→ **DIRECTIONS FOR THIS TASK**:
Display every line of the listing below that contains the word "frame". Matching is case-sensitive.

→ **PROVIDED RECORDS**:
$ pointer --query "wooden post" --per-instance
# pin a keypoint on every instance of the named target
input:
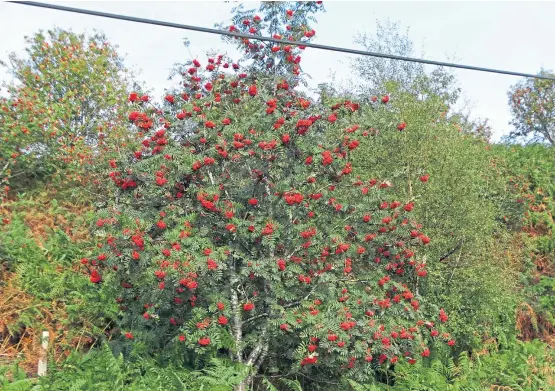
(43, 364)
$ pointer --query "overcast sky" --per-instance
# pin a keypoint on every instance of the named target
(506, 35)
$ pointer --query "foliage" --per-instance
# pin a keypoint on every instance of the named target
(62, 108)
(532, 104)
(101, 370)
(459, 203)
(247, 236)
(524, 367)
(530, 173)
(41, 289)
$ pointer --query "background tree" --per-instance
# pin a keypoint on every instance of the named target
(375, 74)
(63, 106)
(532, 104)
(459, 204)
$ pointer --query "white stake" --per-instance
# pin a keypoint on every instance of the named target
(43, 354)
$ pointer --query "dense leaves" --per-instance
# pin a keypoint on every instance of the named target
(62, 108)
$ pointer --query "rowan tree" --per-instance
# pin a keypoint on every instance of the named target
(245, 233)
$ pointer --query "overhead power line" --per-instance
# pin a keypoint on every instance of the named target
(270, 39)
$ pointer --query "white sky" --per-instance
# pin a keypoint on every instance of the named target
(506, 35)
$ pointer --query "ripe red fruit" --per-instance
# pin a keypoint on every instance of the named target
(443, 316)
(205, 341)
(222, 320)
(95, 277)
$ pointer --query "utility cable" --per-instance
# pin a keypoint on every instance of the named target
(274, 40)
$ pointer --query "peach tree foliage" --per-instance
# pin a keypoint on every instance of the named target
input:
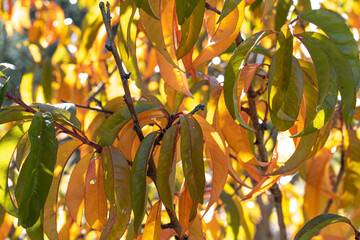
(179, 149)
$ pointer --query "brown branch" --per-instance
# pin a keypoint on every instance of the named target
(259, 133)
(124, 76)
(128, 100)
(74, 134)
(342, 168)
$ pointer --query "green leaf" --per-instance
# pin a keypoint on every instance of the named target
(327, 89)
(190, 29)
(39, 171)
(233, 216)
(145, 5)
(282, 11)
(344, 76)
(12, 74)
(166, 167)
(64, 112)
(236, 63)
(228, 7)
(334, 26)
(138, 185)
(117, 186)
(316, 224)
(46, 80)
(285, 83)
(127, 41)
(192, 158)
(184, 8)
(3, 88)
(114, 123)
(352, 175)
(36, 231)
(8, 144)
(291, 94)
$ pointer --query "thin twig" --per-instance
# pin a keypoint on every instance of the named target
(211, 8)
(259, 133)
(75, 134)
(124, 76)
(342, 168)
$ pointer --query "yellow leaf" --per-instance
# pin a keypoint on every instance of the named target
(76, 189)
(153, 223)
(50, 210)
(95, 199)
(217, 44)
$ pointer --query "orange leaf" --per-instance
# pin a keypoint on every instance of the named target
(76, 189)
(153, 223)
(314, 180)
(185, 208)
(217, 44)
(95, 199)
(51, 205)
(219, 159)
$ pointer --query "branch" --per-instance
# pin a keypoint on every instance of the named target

* * *

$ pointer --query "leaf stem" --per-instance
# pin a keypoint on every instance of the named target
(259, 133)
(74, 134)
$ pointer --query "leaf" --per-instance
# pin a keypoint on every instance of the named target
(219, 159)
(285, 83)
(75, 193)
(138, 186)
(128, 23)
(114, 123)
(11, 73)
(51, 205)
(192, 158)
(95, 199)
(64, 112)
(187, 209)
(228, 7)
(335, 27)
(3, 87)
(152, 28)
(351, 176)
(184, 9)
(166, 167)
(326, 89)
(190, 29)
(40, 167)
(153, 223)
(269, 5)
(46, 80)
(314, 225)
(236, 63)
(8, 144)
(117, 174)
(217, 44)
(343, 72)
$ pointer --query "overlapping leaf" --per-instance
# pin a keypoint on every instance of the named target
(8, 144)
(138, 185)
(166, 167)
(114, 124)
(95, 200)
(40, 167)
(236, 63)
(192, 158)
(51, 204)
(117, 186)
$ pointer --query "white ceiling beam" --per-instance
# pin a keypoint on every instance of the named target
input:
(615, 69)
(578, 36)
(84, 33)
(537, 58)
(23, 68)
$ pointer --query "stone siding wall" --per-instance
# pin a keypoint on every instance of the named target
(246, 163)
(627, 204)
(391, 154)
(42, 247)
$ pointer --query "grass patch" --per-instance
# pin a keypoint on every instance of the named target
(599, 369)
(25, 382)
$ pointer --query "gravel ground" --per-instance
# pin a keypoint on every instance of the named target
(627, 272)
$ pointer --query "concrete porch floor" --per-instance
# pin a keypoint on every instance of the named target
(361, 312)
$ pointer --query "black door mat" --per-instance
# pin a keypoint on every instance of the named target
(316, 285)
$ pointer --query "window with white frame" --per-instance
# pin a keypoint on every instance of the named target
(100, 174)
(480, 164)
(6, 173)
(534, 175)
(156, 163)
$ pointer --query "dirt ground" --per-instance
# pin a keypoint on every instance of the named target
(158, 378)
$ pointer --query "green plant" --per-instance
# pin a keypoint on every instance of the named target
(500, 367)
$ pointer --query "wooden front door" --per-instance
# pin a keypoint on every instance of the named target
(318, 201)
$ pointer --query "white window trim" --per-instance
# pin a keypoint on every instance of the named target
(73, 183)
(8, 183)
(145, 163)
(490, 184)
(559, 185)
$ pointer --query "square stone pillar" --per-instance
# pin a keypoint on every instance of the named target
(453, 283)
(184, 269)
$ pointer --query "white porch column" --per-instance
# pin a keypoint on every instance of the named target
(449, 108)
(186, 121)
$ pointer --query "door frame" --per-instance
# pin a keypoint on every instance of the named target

→ **COMPLETE OUTPUT**:
$ pointer --query "window with white frame" --per-instance
$ pointer --query "door frame" --per-instance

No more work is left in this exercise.